* TEXT EXTRACT
[Start]
A persistent actor (Akka Persistence, Lagom, EventStore) writes every state-changing event to a journal before updating in-memory state. On startup it replays all events since the last snapshot to reconstruct state. Periodically — every N events or every T minutes — it takes a snapshot of current state and stores it; on startup it loads the latest snapshot and replays only events newer than the snapshot. This bounds startup time. The snapshot format should be versioned, and the replay logic must handle schema evolution (old events still need to be applicable to new state types). Use unique event IDs to deduplicate on replay if the journal allows duplicates.

Q: Design a rate-limited HTTP gateway in front of a message-driven backend.

Front the gateway with a token-bucket rate limiter per client (API key or IP); requests that exceed the bucket are rejected with 429. Accepted requests are enqueued onto a bounded channel sized to the backend's processing capacity; if the channel is full, return 503 immediately rather than queuing. A pool of worker goroutines or actors drains the channel and processes requests; on completion they send the response back through a per-request reply channel keyed by correlation ID. For long-running requests use SSE or WebSocket to stream updates rather than blocking HTTP. Apply circuit breakers between the gateway and backend services to fail fast when downstream is unhealthy.

Q: Design an event-sourced bank account using actors.

One actor per account, addressed by account ID. The actor's state is a balance and a list of recent transactions. Incoming commands (Deposit, Withdraw, Transfer) are validated; if valid they emit an event (Deposited, Withdrawn) which is persisted to the journal and then applied to the in-memory state. Failed commands return an error to the sender. For transfers between accounts, use a saga or two-phase protocol: the source actor reserves the amount, the destination actor accepts, then both commit; failures trigger a compensating event. Each account actor processes commands serially, so there is no need for inter-actor locking. To scale, shard accounts across nodes by account ID.

Q: Design a worker pool that adapts size to load.

Start with a bounded channel of jobs and a small number of worker goroutines. Monitor the channel depth and the rate at which workers complete jobs; when depth grows beyond a threshold, spawn additional workers up to a maximum. When depth drops below a low threshold, idle workers exit after a grace period. The grace period prevents thrashing under bursty load. Wrap this in a controller actor that owns the worker set and reacts to depth/rate signals; workers report completion to the controller. For CPU-bound work pin the maximum to the CPU count; for IO-bound work allow a larger maximum because workers spend most of their time blocked.
[End]
* SUPPLIED DATA
[Start]
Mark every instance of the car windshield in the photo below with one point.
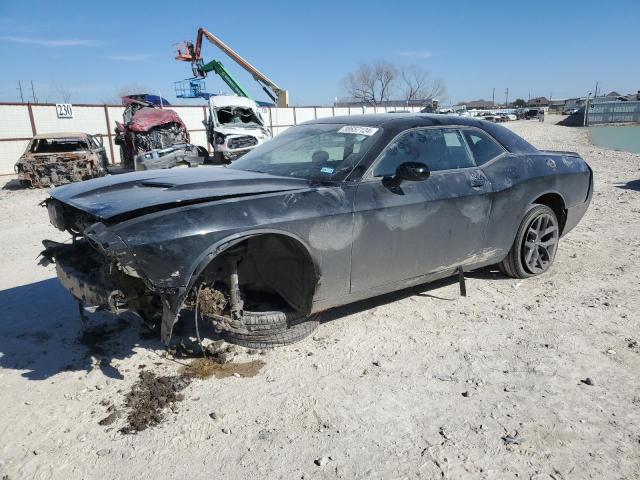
(58, 145)
(237, 117)
(318, 152)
[End]
* DIRECTION
Answer these questions using the design notes.
1. In the rate-limited gateway, what status code is returned when the bounded channel is full?
2. In the bank account design, why is inter-actor locking unnecessary?
3. In the adaptive worker pool, what prevents thrashing under bursty load?

* RESULT
1. 503.
2. Each account actor processes commands serially.
3. The grace period before idle workers exit.